I would be happy to write a pr to either cause amtool to check for invalid templates or to enable notifiers to send partial notifications on template errors—for example, dropping fields that fail to render. Or if there's a better approach, let me know!

grobinson-grafana commented 1 year ago

Hi! 👋 Unless I've misread the issue, it looks like the template was valid but that the text output from the template contained unicode that Opsgenie does not support? How would amtool check for this?

jmcarp commented 1 year ago

Sorry I was unclear about this! This is a templating error that happens before we even make a request to the opsgenie api. So aiui it should be possible to detect statically.

grobinson-grafana commented 1 year ago

Apologies, I have indeed misread the issue! What is the output of amtool when testing this template with the same data?

simonpasquier commented 1 year ago

@jmcarp can you share the config that triggered the error?

jmcarp commented 1 year ago

Here's a simplified version:

route:
  receiver: opsgenie
receivers:
- name: opsgenie
  opsgenie_configs:
  - send_resolved: false
    api_key: redacted
    message: '{{ .GroupLabels.alertname }'

There's a missing closing brace in the message template, so all opsgenie notifications will fail during templating, before we send a request to the api. And we don't detect any problems with amtool, because aiui amtool doesn't look at templated fields within receivers (although it does look at the top-level templates field, which I'm not using here):

❯ amtool check-config am.yaml
Checking 'am.yaml'  SUCCESS
Found:
 - global config
 - route
 - 0 inhibit rules
 - 1 receivers
 - 0 templates

So to restate the ask in context: I would like amtool to throw an error on this example configuration file, and/or I would like the opsgenie notifier to optionally log a warning and omit invalid fields from the request, but not block notification on template errors. I'm happy to write a patch for either feature if maintainers are open to it.

* **DATASET EXCERPT**
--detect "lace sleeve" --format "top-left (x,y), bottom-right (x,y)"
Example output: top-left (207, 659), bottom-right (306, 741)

* **EXERCISE REQUIREMENTS**
Reproduce the whole discussion about amtool missing Opsgenie template errors, word for word.

* **RESULT OF THE EXERCISE**
I would be happy to write a pr to either cause amtool to check for invalid templates or to enable notifiers to send partial notifications on template errors—for example, dropping fields that fail to render. Or if there's a better approach, let me know!

grobinson-grafana commented 1 year ago

Hi! 👋 Unless I've misread the issue, it looks like the template was valid but that the text output from the template contained unicode that Opsgenie does not support? How would amtool check for this?

jmcarp commented 1 year ago

Sorry I was unclear about this! This is a templating error that happens before we even make a request to the opsgenie api. So aiui it should be possible to detect statically.

grobinson-grafana commented 1 year ago

Apologies, I have indeed misread the issue! What is the output of amtool when testing this template with the same data?

simonpasquier commented 1 year ago

@jmcarp can you share the config that triggered the error?

jmcarp commented 1 year ago

Here's a simplified version:

route:
  receiver: opsgenie
receivers:
- name: opsgenie
  opsgenie_configs:
  - send_resolved: false
    api_key: redacted
    message: '{{ .GroupLabels.alertname }'

There's a missing closing brace in the message template, so all opsgenie notifications will fail during templating, before we send a request to the api. And we don't detect any problems with amtool, because aiui amtool doesn't look at templated fields within receivers (although it does look at the top-level templates field, which I'm not using here):

❯ amtool check-config am.yaml
Checking 'am.yaml'  SUCCESS
Found:
 - global config
 - route
 - 0 inhibit rules
 - 1 receivers
 - 0 templates

So to restate the ask in context: I would like amtool to throw an error on this example configuration file, and/or I would like the opsgenie notifier to optionally log a warning and omit invalid fields from the request, but not block notification on template errors. I'm happy to write a patch for either feature if maintainers are open to it.